§ **Task goal**: In full and without alteration, repeat the material.

** START OF Given records **

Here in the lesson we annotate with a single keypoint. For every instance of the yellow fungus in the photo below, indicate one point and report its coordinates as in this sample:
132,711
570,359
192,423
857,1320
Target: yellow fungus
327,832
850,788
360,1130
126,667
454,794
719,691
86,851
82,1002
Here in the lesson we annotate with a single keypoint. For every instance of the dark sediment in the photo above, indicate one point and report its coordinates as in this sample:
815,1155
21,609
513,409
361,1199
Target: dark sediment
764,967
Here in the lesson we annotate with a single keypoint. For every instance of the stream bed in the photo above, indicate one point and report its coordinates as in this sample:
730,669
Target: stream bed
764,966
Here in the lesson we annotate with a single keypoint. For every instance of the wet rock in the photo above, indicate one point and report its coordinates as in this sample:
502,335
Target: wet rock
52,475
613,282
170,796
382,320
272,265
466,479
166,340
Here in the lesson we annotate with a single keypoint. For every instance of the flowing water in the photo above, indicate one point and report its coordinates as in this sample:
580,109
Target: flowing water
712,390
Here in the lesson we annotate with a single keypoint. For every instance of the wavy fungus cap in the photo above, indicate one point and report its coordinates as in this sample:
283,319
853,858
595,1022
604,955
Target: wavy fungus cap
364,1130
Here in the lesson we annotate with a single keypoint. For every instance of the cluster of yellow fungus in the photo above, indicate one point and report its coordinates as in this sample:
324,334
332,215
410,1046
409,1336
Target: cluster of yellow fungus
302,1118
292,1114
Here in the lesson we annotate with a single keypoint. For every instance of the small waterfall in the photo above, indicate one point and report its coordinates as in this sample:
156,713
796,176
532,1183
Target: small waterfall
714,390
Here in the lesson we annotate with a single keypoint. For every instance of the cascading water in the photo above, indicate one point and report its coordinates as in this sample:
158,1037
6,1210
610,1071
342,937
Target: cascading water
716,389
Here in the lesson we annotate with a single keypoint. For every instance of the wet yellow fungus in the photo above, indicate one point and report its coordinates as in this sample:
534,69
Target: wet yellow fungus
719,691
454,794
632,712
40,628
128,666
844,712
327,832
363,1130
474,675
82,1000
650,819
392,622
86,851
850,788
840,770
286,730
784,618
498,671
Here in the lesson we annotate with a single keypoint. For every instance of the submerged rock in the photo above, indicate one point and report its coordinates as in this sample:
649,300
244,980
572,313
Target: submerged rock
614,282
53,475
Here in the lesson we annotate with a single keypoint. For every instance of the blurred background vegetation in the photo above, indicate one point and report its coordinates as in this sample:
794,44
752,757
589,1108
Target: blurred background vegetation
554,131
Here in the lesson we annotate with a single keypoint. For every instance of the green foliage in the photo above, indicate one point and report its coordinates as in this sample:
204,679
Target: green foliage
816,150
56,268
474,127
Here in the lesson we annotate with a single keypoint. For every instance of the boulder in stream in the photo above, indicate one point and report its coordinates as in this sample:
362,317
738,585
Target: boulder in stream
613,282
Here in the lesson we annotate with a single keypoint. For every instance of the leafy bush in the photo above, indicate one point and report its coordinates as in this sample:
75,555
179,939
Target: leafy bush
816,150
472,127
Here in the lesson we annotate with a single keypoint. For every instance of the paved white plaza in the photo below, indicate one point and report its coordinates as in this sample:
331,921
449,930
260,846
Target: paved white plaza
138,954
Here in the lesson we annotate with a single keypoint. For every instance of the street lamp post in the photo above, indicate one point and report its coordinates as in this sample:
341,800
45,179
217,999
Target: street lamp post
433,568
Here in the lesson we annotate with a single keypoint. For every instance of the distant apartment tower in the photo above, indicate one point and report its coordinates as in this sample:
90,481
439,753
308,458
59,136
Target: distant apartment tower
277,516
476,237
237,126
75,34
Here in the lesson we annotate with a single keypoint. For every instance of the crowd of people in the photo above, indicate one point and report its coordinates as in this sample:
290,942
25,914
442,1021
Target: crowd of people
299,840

** END OF Given records **

§ **Task answer**:
Here in the lesson we annotate with a single keypoint. For every instance of the yellow fungus in the photo below, indicate one point and report its coordinates as in this sample:
132,711
570,359
192,423
857,1320
Target: yellow fungus
327,832
850,788
360,1130
126,667
454,794
719,691
86,851
82,1002
Here in the lesson we annotate with a single keypoint. For every instance of the dark sediment in the photo above, indicate one point and report its coordinates as in this sample:
815,1155
21,609
513,409
361,1199
Target: dark sediment
764,967
Here in the lesson we annotate with a single keypoint. For every instance of the stream bed in the photo above, indicate one point and report its coordinates as in this sample:
730,669
Target: stream bed
764,966
Here in the lesson we annotate with a single keypoint. For every instance of the wet rock in the photo above, indicate one point and report its coordinates as in this sample:
502,335
Target: wet rock
52,475
613,282
170,796
382,320
272,265
466,479
166,340
Here in the lesson we annotate with a single keypoint. For every instance of the flowing water in the photo above, indicate one point and report its coordinates as in this sample:
580,109
Target: flowing water
712,390
Here in the lesson we annotate with a single keypoint. For every instance of the wavy fungus cap in the photo above, indicate one point and report its coordinates as in this sample:
283,319
853,858
595,1022
604,955
Target: wavy fungus cap
364,1130
Here in the lesson we annotate with a single keypoint. For every instance of the cluster of yellow fungus in the photo above, indicate one point and report its coordinates as in this sample:
324,334
332,215
410,1046
409,1336
Target: cluster of yellow fungus
302,1118
292,1114
Here in the lesson we annotate with a single keypoint. For every instance of the small waterfall in the photo above, indicate one point and report its coordinates as in this sample:
156,713
796,176
532,1183
Target: small waterfall
714,390
Here in the lesson we annotate with a single keypoint. For every instance of the cascading water in the photo above, indicate one point and report its coordinates as in this sample:
158,1037
6,1210
610,1071
342,937
Target: cascading water
716,389
Here in the lesson we annotate with a single keypoint. For every instance of the wet yellow fungus in the photo above, indicate one point and report its coordinates as in this sample:
534,69
Target: wet yellow fungus
719,691
454,794
632,712
40,628
128,666
844,712
327,832
363,1130
474,675
82,1000
650,819
392,622
86,851
850,788
840,770
286,730
784,618
498,671
Here in the lesson we annotate with a single keypoint. For every instance of the submerged rock in the photo above, indicate one point and report its coordinates as in this sample:
649,300
244,980
572,313
Target: submerged rock
614,282
53,475
Here in the lesson we annotate with a single keypoint. For every instance of the blurred background vegetation in the photo above, indicate one point and report its coordinates as in this sample:
794,44
752,757
589,1108
Target: blurred background vegetation
554,131
Here in the lesson we annotate with a single keypoint. For every instance of the green foliage in the photo above, indicate one point and report its coordinates as in this sample:
204,679
Target: green foliage
816,150
56,268
474,127
Here in the lesson we annotate with a single keypoint. For every instance of the boulder in stream in the photo above, indicate one point and report its coordinates as in this sample:
362,317
738,585
Target: boulder in stream
613,282
Here in the lesson we annotate with a single keypoint. For every instance of the leafy bush in the photo above, indicate one point and report its coordinates as in this sample:
75,555
179,939
Target: leafy bush
816,150
472,127
Here in the lesson we annotate with a single keypoint. For every instance of the paved white plaza in the photo below, indicate one point and report its coordinates as in this sample:
331,921
449,930
260,846
Target: paved white plaza
138,954
Here in the lesson we annotate with a single keypoint. For every instance of the street lamp post in the photo above, indicate one point and report its coordinates as in this sample:
341,800
45,179
217,999
Target: street lamp post
433,568
Here in the lesson we annotate with a single keypoint. For every instance of the distant apartment tower in the photo above, indicate one point and report its coordinates as in this sample:
90,481
439,753
308,458
59,136
Target: distant apartment tower
277,516
476,237
237,126
75,34
Here in the lesson we annotate with a single keypoint. For every instance of the crowd of people in the photo above, indicate one point and report its coordinates as in this sample:
290,942
25,914
442,1021
Target: crowd of people
299,840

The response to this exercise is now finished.